* [REQUIREMENT]: Each line of the data should be given again exactly.

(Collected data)

%%

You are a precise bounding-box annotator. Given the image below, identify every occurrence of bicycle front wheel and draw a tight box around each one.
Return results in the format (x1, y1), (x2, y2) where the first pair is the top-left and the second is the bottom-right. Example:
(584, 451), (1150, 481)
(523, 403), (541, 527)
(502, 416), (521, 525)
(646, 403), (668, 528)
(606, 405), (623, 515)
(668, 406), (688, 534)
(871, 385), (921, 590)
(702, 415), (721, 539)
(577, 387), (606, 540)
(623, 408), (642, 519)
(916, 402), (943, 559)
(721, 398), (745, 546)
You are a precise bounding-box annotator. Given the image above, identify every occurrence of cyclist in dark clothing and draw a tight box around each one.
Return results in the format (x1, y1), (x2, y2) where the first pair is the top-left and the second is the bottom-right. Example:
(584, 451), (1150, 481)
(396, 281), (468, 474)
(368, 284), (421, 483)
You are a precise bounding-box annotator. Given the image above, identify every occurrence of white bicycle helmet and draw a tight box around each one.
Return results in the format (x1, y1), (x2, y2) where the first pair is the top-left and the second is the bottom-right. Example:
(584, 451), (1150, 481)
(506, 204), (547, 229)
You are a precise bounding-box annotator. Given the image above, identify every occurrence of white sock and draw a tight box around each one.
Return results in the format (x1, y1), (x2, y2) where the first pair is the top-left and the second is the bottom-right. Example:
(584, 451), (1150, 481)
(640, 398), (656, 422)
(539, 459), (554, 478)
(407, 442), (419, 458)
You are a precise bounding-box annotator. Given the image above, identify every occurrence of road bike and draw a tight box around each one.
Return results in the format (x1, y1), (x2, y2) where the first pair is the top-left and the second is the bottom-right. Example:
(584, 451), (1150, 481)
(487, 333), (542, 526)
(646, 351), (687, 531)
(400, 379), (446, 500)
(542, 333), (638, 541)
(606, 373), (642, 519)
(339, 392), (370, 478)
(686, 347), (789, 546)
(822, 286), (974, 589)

%%

* [OUTPUT FOR THIS TASK]:
You are a precise bounding-box annotator. Given the image below, identify every occurrence of bicycle front wheel and draw a tight box around each one.
Return results in the format (x1, y1), (x2, y2) where the first pair is the top-left and the second is the bottom-right. Example:
(584, 451), (1150, 481)
(523, 403), (541, 527)
(502, 416), (521, 525)
(646, 403), (668, 528)
(606, 405), (623, 515)
(668, 406), (688, 534)
(871, 385), (921, 590)
(702, 415), (721, 539)
(577, 387), (606, 540)
(623, 408), (642, 519)
(916, 402), (943, 559)
(721, 398), (745, 546)
You are a precise bounding-box annotator. Given the image above, identify every occurrence of cyclist in dark clothing and draw a tight box around each one.
Return results in the format (x1, y1), (x2, y2) where the first pair is the top-left and the second is the bottom-right. Example:
(584, 451), (1150, 481)
(396, 281), (468, 474)
(368, 284), (421, 483)
You are a precise bounding-box annotator. Given the image above, identify every occurrence of white bicycle helmet and draw a tight box around each one.
Return results in the format (x1, y1), (x2, y2) where the first pair is the top-left and the second is the bottom-right. Example:
(584, 451), (1150, 481)
(506, 204), (547, 229)
You are a precise bounding-box annotator. Given the image above, identify every occurrence of white sock and draw a tight box around each one.
Return results in the format (x1, y1), (x2, y2) where the first pair is the top-left and the second is the bottom-right. Example:
(584, 451), (1150, 481)
(640, 398), (656, 422)
(539, 459), (554, 478)
(407, 442), (419, 458)
You are a precise bounding-box annotator. Given the image above, identify every occurrence of road bike and draw a tight box around each one.
Return results in the format (x1, y1), (x2, y2) where the first pair is the top-left and the second is the bottom-right. Example:
(584, 451), (1150, 481)
(487, 333), (542, 526)
(646, 351), (687, 531)
(400, 379), (446, 500)
(542, 333), (638, 541)
(606, 373), (642, 519)
(339, 392), (370, 478)
(686, 347), (789, 546)
(822, 286), (974, 589)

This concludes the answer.